SET PROBLEM 1:
Answer these questions using the essay on The Day He Arrives.
(a) Who does "He" in the film's title refer to?
(b) What is the name of the bar the characters keep going to?
(c) How many shots does the film have, and how many minutes do they cover?
SET PROBLEM 2: Print the part of the essay on The Day He Arrives starting at "Why is the winter" and ending at "its temporary orbit.".

DOCUMENT SEGMENT:
---*---
The film is called The Day He Arrives. “He” refers to Yoo Seongjun, a film director making a brief visit to the city of Seoul.
The film’s English title refers to just one day, but the film covers a period of five days. Or does it?
If the story happens over five consecutive days, then why does each character wear the same clothes every day?
Why is the winter snowfall that blankets one scene nowhere to be found in the very next?
Why doesn’t this woman remember passionately making out with Seongjun the previous evening?
Why do they keep going to the same bar, but Seongjun’s voiceover makes it sound like each visit is his first?
The bar itself is called Novel, cueing us that this is all a fiction.
If what we’re watching is, as the saying goes, then maybe it’s best to approach it as such.
A movie is made of shots; this one has sixty-five shots covering seventy-seven minutes.
Here are the shots arranged in chronological order, with similar shots grouped together on the same axis.
The film, a chronicle of a man’s visit from out of town, begins with a series of unique, unrepeated shots in different locations, then winds a spiral midway through, circling around the same locations and scenes before spinning out of its temporary orbit.
In narrative terms, the repetition of scenarios allows us to mark the progression of relationships between the characters:
—Boram shifts from enthusiastically flirting with Seongjun to wallowing in self pity.
—Youngho shifts from being a steady, supportive friend to Boram, to lashing out at her, possibly due to repressed feelings of romantic frustration towards her.
—Seongjun shifts from discussing himself openly to withdrawing into a more observational role.
On a stylistic level, this much repetition calls attention to the significance of repetition itself.
These three shots are from different scenes of characters entering the same bar. They are carbon copies of each other, even in the gestures, of Youngho turning his back in the beginning, and patting a friend’s back at the end.
In these two scenes shot in the same restaurant, there’s an inversion of Seongjun’s position relative to his companions. This is juxtaposed by a patting gesture exchanged between his companions that happens at the exact same point in both scenes.
---*---
GIVEN INFORMATION:

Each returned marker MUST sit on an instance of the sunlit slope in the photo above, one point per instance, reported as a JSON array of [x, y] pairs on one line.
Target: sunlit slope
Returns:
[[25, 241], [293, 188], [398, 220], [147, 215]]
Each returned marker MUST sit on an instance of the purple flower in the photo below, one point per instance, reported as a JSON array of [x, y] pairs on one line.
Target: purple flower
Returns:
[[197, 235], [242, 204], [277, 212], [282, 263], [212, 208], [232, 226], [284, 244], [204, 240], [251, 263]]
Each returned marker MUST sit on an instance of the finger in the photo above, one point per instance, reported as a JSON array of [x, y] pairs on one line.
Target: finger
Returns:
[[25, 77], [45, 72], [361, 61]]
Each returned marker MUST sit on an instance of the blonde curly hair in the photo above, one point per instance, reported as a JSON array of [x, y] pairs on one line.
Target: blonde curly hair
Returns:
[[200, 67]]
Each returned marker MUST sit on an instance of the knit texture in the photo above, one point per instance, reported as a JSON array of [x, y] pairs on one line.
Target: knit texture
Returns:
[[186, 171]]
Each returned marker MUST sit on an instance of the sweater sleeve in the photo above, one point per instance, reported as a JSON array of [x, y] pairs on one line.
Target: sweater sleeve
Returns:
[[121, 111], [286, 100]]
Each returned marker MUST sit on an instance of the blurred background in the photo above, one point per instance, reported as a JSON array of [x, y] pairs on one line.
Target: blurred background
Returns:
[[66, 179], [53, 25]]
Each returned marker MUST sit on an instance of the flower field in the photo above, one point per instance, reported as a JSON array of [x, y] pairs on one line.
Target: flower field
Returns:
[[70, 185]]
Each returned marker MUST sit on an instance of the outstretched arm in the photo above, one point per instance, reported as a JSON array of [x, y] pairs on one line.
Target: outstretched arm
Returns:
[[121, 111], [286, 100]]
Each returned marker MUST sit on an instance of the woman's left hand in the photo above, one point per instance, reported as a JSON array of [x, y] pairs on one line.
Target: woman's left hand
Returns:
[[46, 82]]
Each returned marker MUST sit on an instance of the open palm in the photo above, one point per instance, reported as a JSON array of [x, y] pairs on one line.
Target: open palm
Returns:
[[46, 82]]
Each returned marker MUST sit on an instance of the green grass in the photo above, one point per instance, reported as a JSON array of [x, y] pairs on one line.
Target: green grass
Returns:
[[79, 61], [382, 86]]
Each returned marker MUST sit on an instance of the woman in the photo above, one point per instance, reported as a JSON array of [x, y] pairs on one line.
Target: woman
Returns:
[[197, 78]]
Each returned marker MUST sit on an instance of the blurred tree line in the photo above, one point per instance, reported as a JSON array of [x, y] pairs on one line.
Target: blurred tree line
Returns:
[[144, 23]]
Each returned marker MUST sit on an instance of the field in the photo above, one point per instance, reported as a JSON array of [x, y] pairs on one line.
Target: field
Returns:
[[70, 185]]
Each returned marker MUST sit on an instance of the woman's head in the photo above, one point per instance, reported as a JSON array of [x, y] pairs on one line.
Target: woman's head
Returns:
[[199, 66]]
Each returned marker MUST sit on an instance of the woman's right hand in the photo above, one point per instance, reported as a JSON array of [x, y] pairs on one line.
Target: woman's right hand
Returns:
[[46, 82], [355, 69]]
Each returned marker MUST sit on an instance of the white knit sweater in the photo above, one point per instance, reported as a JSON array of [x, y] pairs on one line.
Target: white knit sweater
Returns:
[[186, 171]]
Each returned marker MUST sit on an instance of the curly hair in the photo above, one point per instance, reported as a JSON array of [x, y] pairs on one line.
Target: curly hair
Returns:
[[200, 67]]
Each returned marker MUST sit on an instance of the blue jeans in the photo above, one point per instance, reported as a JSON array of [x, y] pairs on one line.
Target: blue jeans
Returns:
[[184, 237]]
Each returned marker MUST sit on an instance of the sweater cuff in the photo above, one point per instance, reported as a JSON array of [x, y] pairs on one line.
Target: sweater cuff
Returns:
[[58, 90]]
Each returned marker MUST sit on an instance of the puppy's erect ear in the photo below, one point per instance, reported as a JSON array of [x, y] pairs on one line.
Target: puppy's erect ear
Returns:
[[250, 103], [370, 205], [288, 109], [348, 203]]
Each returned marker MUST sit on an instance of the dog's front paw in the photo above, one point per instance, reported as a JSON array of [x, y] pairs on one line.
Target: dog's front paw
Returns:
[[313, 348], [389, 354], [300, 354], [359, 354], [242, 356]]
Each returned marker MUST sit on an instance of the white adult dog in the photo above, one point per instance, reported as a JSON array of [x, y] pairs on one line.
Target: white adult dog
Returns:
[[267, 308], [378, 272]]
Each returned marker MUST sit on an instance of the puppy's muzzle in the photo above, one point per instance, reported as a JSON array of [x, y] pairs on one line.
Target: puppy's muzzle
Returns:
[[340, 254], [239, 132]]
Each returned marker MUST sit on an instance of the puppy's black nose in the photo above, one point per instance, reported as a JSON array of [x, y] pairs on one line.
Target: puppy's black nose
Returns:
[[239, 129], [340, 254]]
---*---
WRITTEN ANSWER 1:
(a) Yoo Seongjun, a film director making a brief visit to Seoul.
(b) Novel.
(c) Sixty-five shots covering seventy-seven minutes.

WRITTEN ANSWER 2:
Why is the winter snowfall that blankets one scene nowhere to be found in the very next?
Why doesn’t this woman remember passionately making out with Seongjun the previous evening?
Why do they keep going to the same bar, but Seongjun’s voiceover makes it sound like each visit is his first?
The bar itself is called Novel, cueing us that this is all a fiction.
If what we’re watching is, as the saying goes, then maybe it’s best to approach it as such.
A movie is made of shots; this one has sixty-five shots covering seventy-seven minutes.
Here are the shots arranged in chronological order, with similar shots grouped together on the same axis.
The film, a chronicle of a man’s visit from out of town, begins with a series of unique, unrepeated shots in different locations, then winds a spiral midway through, circling around the same locations and scenes before spinning out of its temporary orbit.